#### Source passage:
▼
From the front of the white house, you feel like you’re in a typical suburban neighborhood, but when you walk toward the backyard it becomes something else. The open, unfenced yard sprawls over more than an acre. It’s winter, but the yard still glistens with the green of its past and future…or maybe it’s just Scott’s happy energy that makes it feel that way.
He shows me the playground he built for his kids, and to the right of that is the playground, or rather, feeding ground, he built for the blue jays, cardinals, raccoons, squirrels, skunks, and bunnies. There are feeders on the ground and suspended above ground, filled with sunflower seeds, peanuts, safflower seeds, corn, and suet. And in front of each feeder is a live camera set up to capture it all, 24/7, rain or shine (or snow).
And beyond it all is a big open swamp.
Which is where this all started for Scott.
As a kid, he loved being outside, and spent a lot of his time catching frogs in a similar swamp near his childhood home in Ohio. While other kids were selling cups of cool lemonade on suburban streets, he was selling frogs in jars from his own frog stand. “I don’t think anyone ever bought one frog,” he laughs.
Once, he and his friend found a nest of baby garter snakes and started the “Snake Olympics,” creating obstacle courses for the snakes, even dropping them from the window with plastic bag parachutes to see which snake skydiver would land closest to the target they made on the ground (no snakes were harmed in the Snake Olympics, Scott assures me. They took great care of their athletes).
So when it came time for college, it made sense that Scott majored in biology and got an internship at a zoo. Then the zoo offered him a full-time job in California, a dream come true for a nature and animal-lover.
Except…everyone Scott loved was in Ohio. And though he did love animals and nature, being a zookeeper just didn’t seem like the thing you were “supposed” to do after getting a bachelor’s degree.
The zoo job also didn’t pay a lot, and Scott had a lot of student loans. He took a job in insurance instead.
I just went with the safe route.
But deep down he thought it would be a short-term thing.
That short-term thing turned into 15 years.
“You realize you’ve climbed a ladder you never really wanted to climb.”
Scott appreciated his insurance job – it paid well, he loved the people he worked with, and there was a clear path for advancement. Once he got married and had his first child, the stability was even more ideal.
▲
#### Supplied data:
▼
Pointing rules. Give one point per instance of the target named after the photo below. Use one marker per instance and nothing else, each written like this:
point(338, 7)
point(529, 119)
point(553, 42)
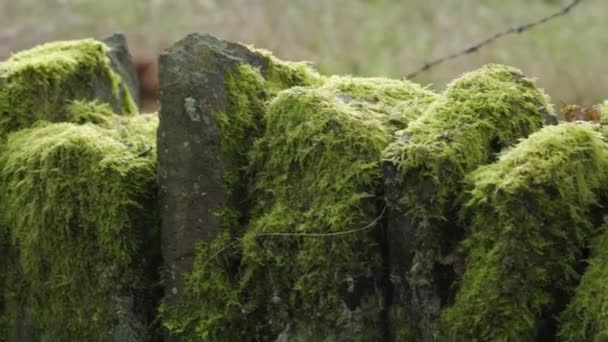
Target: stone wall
▲
#### Required actions:
1. Decide whether each statement agrees with the passage about Scott: (a) Scott's backyard is fenced in; (b) Scott spent time as a child catching frogs in a swamp near his home in Ohio; (c) Scott's job in insurance lasted 15 years. Answer yes or no for each, quoting the deciding words of the passage.
2. Proceed with the passage about Scott, writing on from its final sentence.
The listing is drawn from a separate source.

#### Responses per task:
1.
(a) No: "The open, unfenced yard sprawls over more than an acre."
(b) Yes: "spent a lot of his time catching frogs in a similar swamp near his childhood home in Ohio."
(c) Yes: "That short-term thing turned into 15 years."

2.
It was all so good on paper.
So he kept going, kept climbing.
But suddenly you realize you’ve climbed a ladder you never really wanted to climb in the first place. The ladder I wanted was the ladder across the room.
He just knew insurance wasn’t for him. Except, everytime he would think about leaving, he’d get a really good bonus.
And it’s not like he thought his love of nature could help him support a family. Beyond that, he didn’t know what else he’d like to do.
So he kept going on the path he knew would support the people he loved, and eventually opened up his own insurance agency.
But after two years of owning the agency, he thought, “30 more years of this?” He didn’t know what else he could do, but he decided to start exploring other options.
That’s when he found blogs about how to become financially independent and quit your job. The advice was all about lowering expenses and starting something on the side to bring in additional income.
The selling-frogs part of Scott was hooked. He started scouring the internet for how to make passive income online, reading every book and listening to every podcast he could find.
He started his first blog. But it wasn’t about birds. It was about finance.
“It didn’t really capture my attention.”
Creating that personal finance blog taught Scott how to run a WordPress site, but it did not help him make any passive income, especially since he only stuck with it for three months: “It didn’t really capture my attention.” He chose finance because he knew a lot about it from his insurance expertise, and could see it was a popular topic online. But after a few months of trying he realized that for him, a finance blog was just another pathway to boredom.
The dream faded away.
He tried real estate for a little while, but soon learned that wasn’t for him either. Maybe he wasn’t ready to give up on blogging. A few years after his finance blog, he decided to start a new blog on birding, which, he explains, “is when people actively go out and look for rare birds.” Though, Scott shares, this was not something he did.
While still doing keyword research in his free time, he’d noticed “birding” was popular and thought it sounded a lot more interesting than finance.
Plus, among his friends, he was known as the guy who loved to listen to the sounds outside and try to identify birds by ear. He decided to give blogging another try, this time writing posts about things like binocular reviews.
But once again, he lacked real interest or personal connection. He wasn’t that passionate about binoculars, and he didn’t want to leave his family to go birding every weekend.
So when one day, while doing keyword research for more article ideas, he found out that people were actually even more interested in learning how to attract birds to their own backyard, a lightbulb went off.
He wasn’t the only one who loved birds but didn’t want to go birding. People were clearly interested in learning how to bring the birds to them; one of the most popular search terms he discovered was “how to attract hummingbirds.”
This sounded perfect to Scott, who loved being home with his wife and kids, and remembered the joy he got from the animals around his house growing up. Why not bring more nature into his own backyard? Bring the birds to him? And share what he learns online?
He bought his first bird feeder.
“I need to finally do something different than what I’ve been doing.”
Scott didn’t think this bird feeding blog would be the answer to his early retirement dreams, but he loved the way it changed how he felt when he woke up each morning: excited.
He loved working on the blog before work: “It was just fun.”
One early morning, he saw a very small Amazon affiliate commission.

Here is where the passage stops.